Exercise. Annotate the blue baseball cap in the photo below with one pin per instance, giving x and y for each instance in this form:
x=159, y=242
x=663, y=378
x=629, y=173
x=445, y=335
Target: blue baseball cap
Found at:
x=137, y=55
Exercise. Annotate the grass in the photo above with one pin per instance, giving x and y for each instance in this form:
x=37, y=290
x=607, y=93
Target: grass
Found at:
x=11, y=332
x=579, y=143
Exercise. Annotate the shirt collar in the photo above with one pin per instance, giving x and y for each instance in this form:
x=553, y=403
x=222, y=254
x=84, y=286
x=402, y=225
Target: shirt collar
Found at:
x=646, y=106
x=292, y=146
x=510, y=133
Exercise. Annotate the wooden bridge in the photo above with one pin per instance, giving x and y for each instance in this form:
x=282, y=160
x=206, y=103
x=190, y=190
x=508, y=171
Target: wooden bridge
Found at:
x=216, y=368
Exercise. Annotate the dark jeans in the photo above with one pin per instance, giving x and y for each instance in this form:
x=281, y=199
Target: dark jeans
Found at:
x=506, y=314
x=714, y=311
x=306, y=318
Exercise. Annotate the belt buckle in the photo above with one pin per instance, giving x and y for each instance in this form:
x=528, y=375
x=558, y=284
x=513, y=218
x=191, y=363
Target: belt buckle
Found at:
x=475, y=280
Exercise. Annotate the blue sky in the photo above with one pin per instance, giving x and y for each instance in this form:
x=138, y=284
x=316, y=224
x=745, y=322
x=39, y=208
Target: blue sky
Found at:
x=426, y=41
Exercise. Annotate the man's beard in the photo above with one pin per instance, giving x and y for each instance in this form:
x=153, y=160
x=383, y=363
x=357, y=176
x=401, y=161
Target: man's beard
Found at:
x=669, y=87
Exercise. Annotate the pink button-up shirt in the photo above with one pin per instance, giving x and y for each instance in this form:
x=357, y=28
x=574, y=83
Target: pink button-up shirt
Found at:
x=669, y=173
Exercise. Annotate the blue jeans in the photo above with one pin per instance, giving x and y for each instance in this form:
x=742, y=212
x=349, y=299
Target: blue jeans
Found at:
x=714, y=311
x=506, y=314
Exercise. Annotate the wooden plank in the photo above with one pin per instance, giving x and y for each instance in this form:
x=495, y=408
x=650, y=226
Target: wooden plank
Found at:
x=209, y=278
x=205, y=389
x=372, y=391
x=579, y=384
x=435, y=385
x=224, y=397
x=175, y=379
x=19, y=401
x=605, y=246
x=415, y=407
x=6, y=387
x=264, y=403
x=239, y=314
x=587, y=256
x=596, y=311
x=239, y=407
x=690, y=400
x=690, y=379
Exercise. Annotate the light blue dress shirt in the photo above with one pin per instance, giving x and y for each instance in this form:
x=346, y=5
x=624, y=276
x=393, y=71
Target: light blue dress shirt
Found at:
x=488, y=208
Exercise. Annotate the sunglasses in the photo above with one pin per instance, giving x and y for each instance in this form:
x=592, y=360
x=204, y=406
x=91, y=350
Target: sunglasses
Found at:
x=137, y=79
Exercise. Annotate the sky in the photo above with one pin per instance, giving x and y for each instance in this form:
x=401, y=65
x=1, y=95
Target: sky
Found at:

What is expected - Put every line of the entries above into a Markdown table with the columns Row and Content, numbering each row and leaving out any blank lines.

Exercise answer -
| Row | Content |
|---|---|
| 1 | Exercise. Annotate the blue baseball cap in the photo below with one pin per instance, giving x and y for each instance in this form: |
| 2 | x=159, y=242 |
| 3 | x=663, y=378 |
| 4 | x=629, y=173 |
| 5 | x=445, y=335 |
| 6 | Target: blue baseball cap |
| 7 | Found at: |
| 8 | x=137, y=55 |
| 9 | Exercise. Annotate the grass in the photo above with one pin per instance, giving x and y for each instance in this form: |
| 10 | x=37, y=290 |
| 11 | x=607, y=93 |
| 12 | Target: grass |
| 13 | Found at: |
| 14 | x=11, y=332 |
| 15 | x=579, y=143 |
| 16 | Exercise. Annotate the shirt collar in the photo above with one pin per instance, giving x and y for each instance in this form: |
| 17 | x=553, y=403 |
| 18 | x=222, y=254 |
| 19 | x=84, y=286 |
| 20 | x=402, y=225 |
| 21 | Target: shirt collar |
| 22 | Found at: |
| 23 | x=646, y=106 |
| 24 | x=292, y=146 |
| 25 | x=510, y=133 |
| 26 | Exercise. Annotate the wooden bridge in the photo above with one pin per instance, giving x and y for each instance in this form: |
| 27 | x=282, y=160 |
| 28 | x=206, y=103 |
| 29 | x=190, y=190 |
| 30 | x=508, y=171 |
| 31 | Target: wooden bridge |
| 32 | Found at: |
| 33 | x=216, y=368 |
| 34 | Exercise. Annotate the dark jeans in the photo above with one pin per instance, giving x and y for each instance in this form: |
| 35 | x=281, y=199 |
| 36 | Target: dark jeans |
| 37 | Found at: |
| 38 | x=506, y=314 |
| 39 | x=714, y=311 |
| 40 | x=306, y=318 |
| 41 | Exercise. Annotate the belt buckle in the photo above with one pin per instance, giving x and y for each instance in this form: |
| 42 | x=528, y=375 |
| 43 | x=558, y=284 |
| 44 | x=513, y=218 |
| 45 | x=191, y=363 |
| 46 | Target: belt buckle |
| 47 | Found at: |
| 48 | x=475, y=280 |
| 49 | Exercise. Annotate the blue sky in the photo above with one pin per instance, giving x and y for each instance in this form: |
| 50 | x=138, y=284 |
| 51 | x=316, y=224 |
| 52 | x=745, y=322 |
| 53 | x=39, y=208 |
| 54 | Target: blue sky |
| 55 | Found at: |
| 56 | x=426, y=41 |
| 57 | Exercise. Annotate the man's beard in the photo above with one pin per instance, giving x and y for each instance in this form: |
| 58 | x=153, y=160 |
| 59 | x=383, y=363 |
| 60 | x=357, y=176 |
| 61 | x=401, y=161 |
| 62 | Target: man's beard |
| 63 | Found at: |
| 64 | x=669, y=87 |
| 65 | Exercise. Annotate the pink button-up shirt in the photo above with one pin per instance, giving x and y for each instance in this form: |
| 66 | x=357, y=28 |
| 67 | x=574, y=83 |
| 68 | Target: pink button-up shirt |
| 69 | Found at: |
| 70 | x=669, y=173 |
| 71 | Exercise. Annotate the blue jeans in the photo above with one pin per instance, giving x and y for each instance in this form: |
| 72 | x=742, y=212 |
| 73 | x=349, y=299 |
| 74 | Target: blue jeans |
| 75 | Found at: |
| 76 | x=714, y=311 |
| 77 | x=506, y=314 |
| 78 | Exercise. Annotate the wooden plank in the photo above with one pin per instance, giving x and y for each instance in this form: |
| 79 | x=495, y=408 |
| 80 | x=650, y=226 |
| 81 | Target: wooden plank |
| 82 | Found at: |
| 83 | x=209, y=278 |
| 84 | x=205, y=389 |
| 85 | x=372, y=391 |
| 86 | x=579, y=384 |
| 87 | x=435, y=385 |
| 88 | x=224, y=397 |
| 89 | x=175, y=379 |
| 90 | x=19, y=401 |
| 91 | x=605, y=246 |
| 92 | x=415, y=407 |
| 93 | x=6, y=387 |
| 94 | x=264, y=403 |
| 95 | x=239, y=314 |
| 96 | x=587, y=256 |
| 97 | x=596, y=311 |
| 98 | x=239, y=407 |
| 99 | x=690, y=400 |
| 100 | x=690, y=379 |
| 101 | Exercise. Annotate the light blue dress shirt in the photo above with one pin per instance, giving x and y for each instance in this form: |
| 102 | x=346, y=5 |
| 103 | x=624, y=276 |
| 104 | x=393, y=71 |
| 105 | Target: light blue dress shirt |
| 106 | Found at: |
| 107 | x=488, y=208 |
| 108 | Exercise. Annotate the sunglasses in the photo above with one pin per instance, giving x and y for each instance in this form: |
| 109 | x=592, y=360 |
| 110 | x=204, y=406 |
| 111 | x=91, y=350 |
| 112 | Target: sunglasses |
| 113 | Found at: |
| 114 | x=137, y=79 |
| 115 | Exercise. Annotate the sky in the photo above with one pin per instance, giving x and y for each instance in this form: |
| 116 | x=401, y=65 |
| 117 | x=1, y=95 |
| 118 | Target: sky |
| 119 | Found at: |